◆ Recorded information:
Content starts
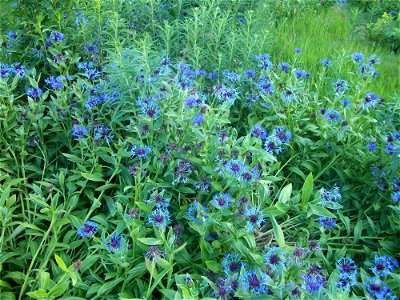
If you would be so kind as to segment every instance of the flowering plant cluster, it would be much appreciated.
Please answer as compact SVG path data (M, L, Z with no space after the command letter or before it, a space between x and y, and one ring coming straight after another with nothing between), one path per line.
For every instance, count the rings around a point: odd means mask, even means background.
M213 39L234 55L218 28L193 38L216 18L239 52L246 1L97 2L7 4L43 12L1 33L1 299L397 299L400 102L374 92L378 56L236 63L210 58Z

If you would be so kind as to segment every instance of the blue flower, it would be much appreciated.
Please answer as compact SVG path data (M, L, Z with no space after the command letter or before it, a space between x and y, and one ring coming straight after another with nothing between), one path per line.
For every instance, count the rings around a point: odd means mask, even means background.
M84 46L85 52L89 54L95 54L99 52L99 48L97 47L98 41L94 42L93 44L86 44Z
M26 91L26 94L31 97L31 98L39 98L40 96L43 95L43 91L41 88L29 88Z
M259 54L256 59L258 60L258 66L264 70L270 70L274 64L270 60L271 56L269 54Z
M28 73L28 70L25 68L25 66L21 65L20 63L12 64L10 69L18 78L23 78L26 73Z
M79 227L77 233L80 237L92 238L97 232L97 224L93 221L86 221Z
M256 229L260 229L261 224L264 221L264 214L256 207L246 207L244 210L244 216L246 219L246 229L249 232L254 232Z
M265 76L260 76L257 88L262 94L272 94L275 91L272 81Z
M6 64L0 64L0 77L1 78L6 78L8 75L10 75L12 69L9 65Z
M44 80L53 90L59 90L63 88L62 76L50 76Z
M259 137L261 139L265 139L268 135L267 129L265 129L260 124L251 126L250 131L254 137Z
M95 141L105 139L109 143L114 138L114 135L110 133L110 127L107 127L105 125L97 125L94 129L94 139Z
M52 31L50 33L50 39L54 42L61 43L64 40L64 34L58 31Z
M351 105L351 101L348 99L344 99L344 100L340 101L340 103L342 103L342 105L345 107Z
M371 92L368 92L363 100L363 103L361 103L360 106L363 109L369 109L371 107L375 107L378 105L380 99L381 97L379 95L375 95Z
M211 80L215 80L218 78L218 72L214 71L214 72L208 73L207 77Z
M285 73L289 72L289 69L290 69L291 67L292 67L292 66L291 66L289 63L287 63L287 62L280 62L280 63L278 64L278 69L282 70L282 71L285 72Z
M398 267L397 261L390 256L375 256L374 266L371 269L376 276L385 277Z
M326 229L333 229L335 228L336 225L336 220L334 218L328 218L328 217L320 217L319 218L319 223Z
M72 127L72 136L75 138L82 138L88 133L87 129L83 125L75 125Z
M282 141L278 139L275 135L270 135L267 137L264 143L265 150L269 154L280 153L283 151L281 147Z
M331 189L323 189L321 193L321 201L319 202L322 206L335 205L336 201L342 199L338 186L333 186Z
M114 233L111 235L110 240L106 242L106 247L111 253L115 253L122 249L124 238L122 235Z
M227 275L239 273L244 266L239 254L226 254L222 260L222 267Z
M339 121L341 119L340 112L334 109L327 109L323 116L324 119L328 119L331 122Z
M283 91L282 97L286 103L291 103L293 100L297 99L297 95L295 93L293 93L291 90Z
M190 221L203 223L208 218L206 211L207 208L204 205L193 202L190 204L186 215Z
M300 48L294 48L294 52L296 52L296 53L302 53L303 50L301 50Z
M332 61L327 58L321 59L320 63L321 63L321 65L326 66L326 67L332 65Z
M368 62L369 62L370 65L378 65L378 64L381 63L381 59L376 54L372 54L368 58Z
M239 277L240 289L252 294L266 294L268 276L264 272L256 270L246 271Z
M299 69L299 68L294 70L294 75L297 78L305 78L305 79L310 78L310 74L308 74L306 71Z
M235 101L238 92L234 88L227 87L223 84L218 84L214 88L215 96L217 97L218 102L225 102L225 101Z
M400 191L396 191L392 194L392 200L396 203L400 203Z
M192 164L186 160L178 161L178 166L175 171L175 179L172 182L173 185L182 182L187 183L189 181L189 175L192 174Z
M292 134L284 126L275 127L273 133L282 143L287 144L292 139Z
M154 209L147 218L147 225L154 224L157 228L165 229L171 221L169 212L165 208Z
M18 38L18 33L16 31L9 31L6 33L6 36L10 41L15 41Z
M367 144L367 149L369 152L376 151L376 142L370 142Z
M153 261L157 261L160 257L165 257L165 253L164 251L158 249L157 246L150 246L149 251L144 254L144 257Z
M156 102L143 103L140 105L142 115L157 120L160 117L160 106Z
M333 83L333 86L335 87L335 92L336 93L344 93L349 89L349 83L344 80L344 79L339 79L335 83Z
M203 114L198 114L193 117L192 123L194 126L200 126L205 120L206 117Z
M272 271L282 270L285 267L286 255L279 247L270 247L263 255L263 258Z
M225 209L231 206L232 197L229 193L219 193L214 195L211 204L218 209Z
M133 145L131 148L132 157L147 158L147 155L152 152L147 145Z
M342 288L345 289L347 286L356 284L357 265L354 260L349 257L341 257L337 261L336 269L339 271L340 286Z
M324 288L326 280L320 276L305 276L304 285L307 292L311 294L317 294L320 288Z
M240 75L230 70L223 70L222 75L230 82L238 82L240 80Z
M371 277L366 282L368 293L377 300L392 299L392 290L388 289L386 283L379 277Z
M254 77L256 77L256 71L253 69L248 69L248 70L244 71L244 77L254 78Z
M362 62L362 61L364 60L365 55L364 55L363 53L361 53L361 52L354 52L354 53L351 55L351 58L352 58L355 62L359 63L359 62Z
M187 97L183 102L186 107L192 108L192 107L199 107L204 104L204 95L190 95Z

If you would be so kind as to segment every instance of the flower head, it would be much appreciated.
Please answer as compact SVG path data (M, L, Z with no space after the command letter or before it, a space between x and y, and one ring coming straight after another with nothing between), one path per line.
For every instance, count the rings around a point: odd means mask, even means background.
M146 159L147 155L152 152L151 148L147 145L133 145L131 148L132 157Z
M244 210L244 217L247 221L247 231L254 232L256 229L260 229L261 224L264 221L264 214L256 207L246 207Z
M52 31L49 37L52 41L57 43L61 43L64 40L64 34L58 31Z
M222 267L227 275L239 273L244 266L239 254L229 253L222 260Z
M268 248L263 258L272 271L282 270L285 267L286 255L279 247L272 246Z
M154 224L154 226L159 229L165 229L170 220L171 219L167 209L156 208L149 214L147 218L147 224Z
M93 221L86 221L79 227L77 233L80 237L93 237L97 232L97 224Z
M40 96L43 95L43 91L39 87L38 88L31 87L26 91L26 94L31 98L39 98Z
M111 235L108 242L106 242L106 246L111 253L115 253L122 249L124 244L124 238L122 235L114 233Z
M319 218L319 223L326 229L333 229L335 228L336 221L334 218L328 218L328 217L320 217Z
M211 204L218 209L225 209L231 206L232 197L229 193L216 194L211 200Z
M198 114L193 117L192 123L195 126L200 126L205 120L206 117L203 114Z
M266 284L267 278L264 272L257 272L256 270L247 271L239 277L240 289L252 294L266 294L268 289Z

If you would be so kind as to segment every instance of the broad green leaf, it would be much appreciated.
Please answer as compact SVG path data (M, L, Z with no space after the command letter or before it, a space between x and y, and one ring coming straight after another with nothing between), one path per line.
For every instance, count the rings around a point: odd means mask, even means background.
M289 183L282 189L281 193L279 194L278 201L286 203L290 199L291 194L292 194L292 184Z
M81 172L82 176L84 178L86 178L87 180L90 181L97 181L97 182L104 182L104 179L101 178L101 174L100 173L96 173L96 174L91 174L91 173L84 173Z
M61 257L59 257L57 254L54 254L54 257L56 258L57 265L64 271L68 272L68 268L65 265L64 261L62 260Z
M138 241L149 246L163 244L163 241L160 241L159 239L156 238L138 238Z
M304 181L303 188L301 189L301 202L307 204L310 200L312 190L314 188L314 178L312 173L308 174L306 181Z
M279 247L285 246L285 237L283 235L281 226L279 226L278 222L276 222L273 216L271 216L270 219L272 222L272 229L274 231L275 240L277 241Z
M219 273L219 271L221 271L221 266L216 261L207 260L205 263L206 263L207 268L209 268L211 271L213 271L215 273Z

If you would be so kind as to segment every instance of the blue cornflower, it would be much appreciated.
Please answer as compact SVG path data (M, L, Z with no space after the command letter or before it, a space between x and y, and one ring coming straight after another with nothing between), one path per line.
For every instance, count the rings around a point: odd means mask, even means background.
M347 282L349 285L356 283L357 265L354 260L349 257L341 257L337 261L336 269L339 271L339 279L350 279Z
M200 126L205 120L206 117L203 114L198 114L193 117L192 124L194 126Z
M339 187L335 185L331 189L324 189L322 191L320 205L335 204L340 199L342 199L342 195L340 194Z
M99 52L99 48L97 47L98 41L94 42L93 44L86 44L84 46L85 52L89 54L95 54Z
M279 247L270 247L263 255L263 258L272 271L282 270L285 267L286 255Z
M264 272L256 270L246 271L239 277L240 289L252 294L267 293L268 276Z
M218 72L214 71L214 72L208 73L207 77L208 77L208 79L215 80L218 78Z
M199 77L204 77L204 76L207 76L207 71L206 70L196 70L196 76L199 76Z
M259 137L261 139L265 139L268 135L267 129L265 129L260 124L251 126L250 131L254 137Z
M333 83L336 93L344 93L349 89L349 83L344 79L339 79Z
M397 261L390 256L375 256L374 266L371 269L376 276L385 277L398 267Z
M323 118L333 122L333 121L339 121L341 119L341 115L338 111L334 109L327 109L324 113Z
M260 229L261 224L264 221L264 214L262 211L256 207L246 207L244 210L244 216L247 221L247 231L254 232L256 229Z
M142 115L157 120L160 117L160 106L154 102L143 103L140 105Z
M392 194L392 200L396 203L400 203L400 191L396 191Z
M238 96L238 92L236 91L236 89L227 87L223 84L218 84L214 88L214 93L218 99L218 102L224 102L224 101L232 101L233 102L236 100L236 98Z
M374 65L371 64L361 64L358 70L364 77L380 75L379 72L376 72Z
M240 80L240 75L230 70L223 70L222 75L230 82L238 82Z
M301 50L300 48L294 48L294 52L296 52L296 53L302 53L303 50Z
M93 237L97 232L97 224L93 221L86 221L79 227L77 233L80 237Z
M18 38L18 33L16 31L9 31L6 33L6 36L10 41L15 41Z
M376 142L370 142L367 144L367 149L369 152L374 152L374 151L376 151L376 148L377 148L376 146L377 146Z
M29 88L26 91L26 94L31 97L31 98L39 98L40 96L43 95L43 91L41 88Z
M124 238L122 235L114 233L111 235L110 240L106 242L106 246L111 253L115 253L122 249Z
M291 67L292 67L292 66L291 66L289 63L287 63L287 62L280 62L280 63L278 64L278 69L282 70L282 71L285 72L285 73L289 72L289 69L290 69Z
M256 77L256 71L253 69L248 69L248 70L244 71L244 77L254 78L254 77Z
M110 133L110 127L105 125L98 125L94 129L94 140L99 141L100 139L105 139L109 143L114 138L114 135Z
M50 76L44 80L46 84L50 85L53 90L59 90L63 88L62 76Z
M326 229L333 229L335 228L336 225L336 220L334 218L328 218L328 217L320 217L319 218L319 223Z
M152 149L147 145L133 145L131 148L132 157L147 158Z
M163 193L164 193L164 189L161 192L156 192L154 191L149 200L146 200L146 204L149 205L154 205L157 208L161 208L161 209L167 209L169 206L169 203L171 202L171 198L166 198L164 197Z
M214 287L213 287L214 288ZM232 287L228 278L218 278L217 284L214 288L213 295L221 300L229 299L229 294L232 291Z
M324 288L326 280L320 276L304 276L304 285L307 292L317 294L320 288Z
M6 78L8 75L11 73L11 67L6 64L0 64L0 77L1 78Z
M23 78L28 70L25 66L21 65L20 63L14 63L11 65L11 71L17 76L18 78Z
M368 62L371 65L378 65L381 63L381 59L376 55L376 54L372 54L369 58L368 58Z
M348 99L344 99L344 100L340 101L340 103L342 103L342 105L343 105L344 107L350 106L350 105L351 105L351 101L348 100Z
M72 136L75 138L82 138L88 133L87 129L83 125L75 125L72 127Z
M258 83L257 83L257 88L262 94L272 94L275 90L274 85L272 84L272 81L269 80L265 76L260 76Z
M256 59L258 60L258 66L264 70L270 70L274 66L270 60L271 56L269 54L259 54Z
M321 63L321 65L326 66L326 67L332 65L332 61L327 58L321 59L320 63Z
M201 177L200 181L194 183L194 187L196 190L207 192L210 189L210 180L207 177Z
M61 43L64 40L64 34L58 31L52 31L50 33L50 39L54 42Z
M246 106L251 106L254 103L258 102L259 100L260 100L260 95L252 94L252 95L246 97Z
M239 178L241 174L246 170L246 165L244 164L244 162L236 159L228 160L227 162L225 162L224 167L228 171L228 173L235 178Z
M274 135L278 138L282 143L289 143L292 139L292 134L290 131L286 130L284 126L278 126L274 128Z
M294 70L294 75L297 78L305 78L305 79L310 78L310 74L308 74L305 70L299 68Z
M368 293L377 300L391 299L392 290L388 289L386 283L379 277L371 277L366 282Z
M400 153L400 146L393 143L387 143L385 150L388 154L396 156L398 153Z
M204 205L193 202L188 207L186 215L190 221L203 223L208 218L206 211L207 208Z
M231 206L232 197L229 193L219 193L214 195L211 204L218 209L224 209Z
M144 254L147 259L157 261L160 257L165 257L164 251L158 249L158 246L150 246L149 251Z
M186 107L192 108L192 107L199 107L204 104L203 101L204 95L190 95L188 96L183 102Z
M297 99L297 95L295 93L293 93L291 90L283 91L282 97L286 103L291 103L293 100Z
M227 254L222 260L222 267L227 275L239 273L245 264L240 260L239 254Z
M363 103L361 103L360 106L363 109L369 109L371 107L375 107L378 105L380 99L381 97L379 95L375 95L371 92L368 92L363 100Z
M105 99L104 94L100 94L98 96L90 96L89 99L85 102L85 108L89 110L89 109L97 106L101 102L103 102L104 99Z
M192 164L186 160L180 160L178 162L177 169L175 171L175 179L172 182L173 185L182 182L187 183L189 181L189 175L192 174Z
M165 229L167 224L171 221L167 209L156 208L147 218L147 225L154 224L157 228Z
M365 55L364 55L363 53L361 53L361 52L354 52L354 53L351 55L351 58L352 58L355 62L359 63L359 62L362 62L362 61L364 60Z
M276 135L270 135L266 138L264 147L269 154L280 153L283 151L281 147L282 141Z

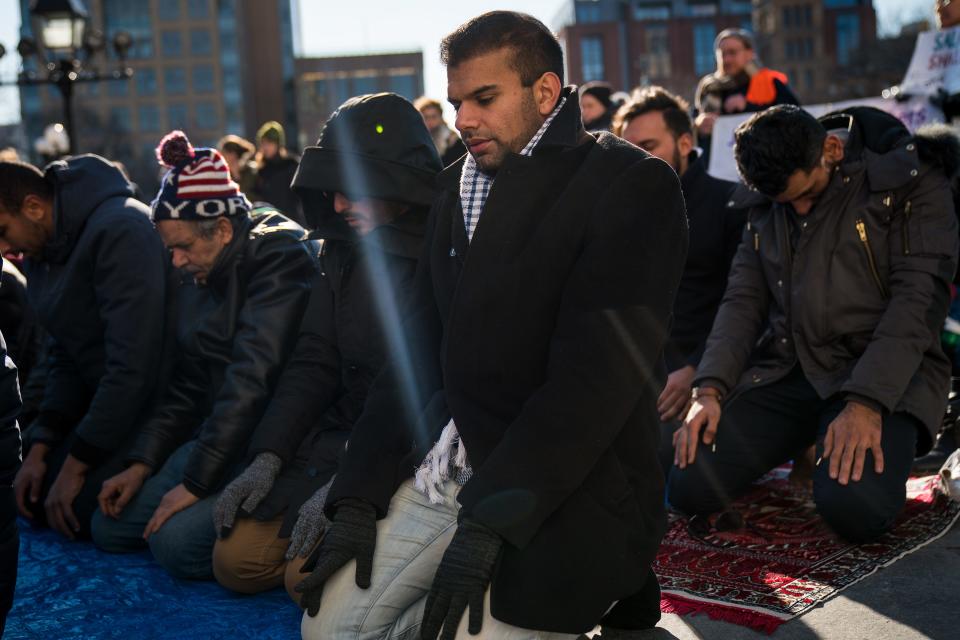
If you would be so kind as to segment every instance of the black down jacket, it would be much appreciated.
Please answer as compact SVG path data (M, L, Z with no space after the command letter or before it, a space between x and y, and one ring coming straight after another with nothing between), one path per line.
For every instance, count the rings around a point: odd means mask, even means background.
M183 483L199 497L216 492L246 451L316 274L316 247L295 222L255 210L238 224L206 286L191 279L177 291L173 380L128 456L156 470L197 438Z

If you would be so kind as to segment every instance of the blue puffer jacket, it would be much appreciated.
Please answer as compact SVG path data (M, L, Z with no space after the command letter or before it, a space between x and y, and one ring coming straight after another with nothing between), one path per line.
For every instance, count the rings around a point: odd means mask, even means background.
M46 169L54 235L25 261L30 303L52 339L34 440L74 428L71 453L97 465L132 433L161 370L169 259L133 187L83 155Z

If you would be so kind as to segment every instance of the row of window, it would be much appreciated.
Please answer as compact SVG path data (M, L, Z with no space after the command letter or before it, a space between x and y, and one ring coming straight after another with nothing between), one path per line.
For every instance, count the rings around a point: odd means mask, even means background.
M198 102L193 105L193 118L185 104L171 104L166 109L157 105L144 104L136 109L138 133L160 133L170 129L199 129L203 131L219 130L220 116L213 102ZM166 113L166 122L162 115ZM133 131L133 110L130 107L112 107L110 122L120 131Z
M419 86L420 83L415 74L398 74L386 77L356 76L315 80L313 82L313 92L318 98L327 99L330 104L334 105L342 104L353 96L379 91L391 91L412 101L420 95Z
M187 17L202 20L210 16L210 4L213 0L186 0ZM183 6L180 0L160 0L157 3L157 15L163 21L179 20L183 17Z
M226 74L225 74L226 75ZM151 68L137 69L133 80L112 80L103 83L106 85L107 95L124 97L130 95L131 87L136 87L138 96L153 96L157 94L157 70ZM96 96L100 93L99 82L84 83L83 93ZM216 90L216 81L213 66L198 64L190 68L190 93L213 93ZM163 69L163 91L167 95L183 95L187 93L187 70L183 67L166 67Z
M811 27L813 26L813 7L809 4L798 4L783 8L784 27Z
M813 38L787 38L783 49L787 60L809 60L813 57Z
M190 18L206 19L210 16L212 0L187 0ZM157 15L161 22L179 20L183 14L179 0L162 0L157 3ZM129 57L132 59L154 56L153 25L150 19L150 0L103 0L103 22L108 39L117 31L126 31L133 38ZM209 55L213 51L213 34L209 29L189 30L189 51L193 55ZM185 47L180 31L160 32L160 51L165 57L184 54Z

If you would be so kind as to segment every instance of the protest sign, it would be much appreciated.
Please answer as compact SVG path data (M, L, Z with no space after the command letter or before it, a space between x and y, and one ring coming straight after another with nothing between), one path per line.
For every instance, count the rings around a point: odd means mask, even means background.
M875 107L896 116L910 131L916 131L925 124L943 122L943 111L930 103L926 97L913 97L903 102L884 100L883 98L863 98L861 100L847 100L828 104L815 104L803 107L814 117L826 115L831 111L840 111L848 107ZM746 121L752 113L738 113L736 115L721 116L713 125L711 136L710 166L707 172L715 178L739 182L737 163L733 157L733 132L740 123Z
M940 89L947 94L960 93L960 27L917 36L910 66L900 83L900 92L906 95L930 96Z

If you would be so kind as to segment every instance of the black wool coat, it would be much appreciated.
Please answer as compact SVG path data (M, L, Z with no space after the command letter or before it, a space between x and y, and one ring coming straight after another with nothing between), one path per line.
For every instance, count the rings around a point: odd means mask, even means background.
M336 214L334 214L336 215ZM297 344L250 445L269 451L283 472L254 511L268 520L286 511L286 537L297 511L337 469L370 385L390 353L402 348L401 309L413 287L427 211L404 213L360 239L323 239L320 273Z
M204 286L177 289L177 362L127 459L155 471L197 439L183 484L216 492L239 463L293 348L316 274L300 225L255 210L234 228Z
M474 470L461 514L505 540L493 615L588 631L643 585L665 529L655 405L687 246L680 186L585 133L575 95L532 157L505 160L469 246L461 169L441 173L408 357L374 383L327 508L357 497L384 516L452 416Z

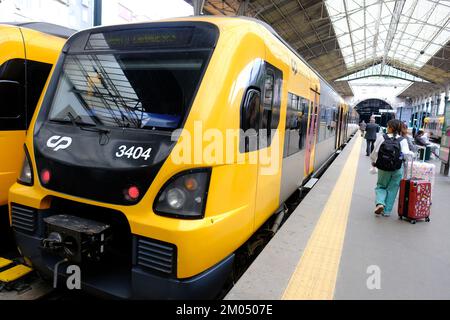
Content ends
◆ Exercise details:
Your task is to copy each line of the material that contains the word "blue".

◆ Problem solution:
If you would be so kind as to segment every instance of the blue flower, it would be much appreciated.
If you would be so kind as to segment every instance of the blue cornflower, it would be much appreciated.
If you would be so kind as to segment every instance of the blue puffer jacket, it would be much appreciated.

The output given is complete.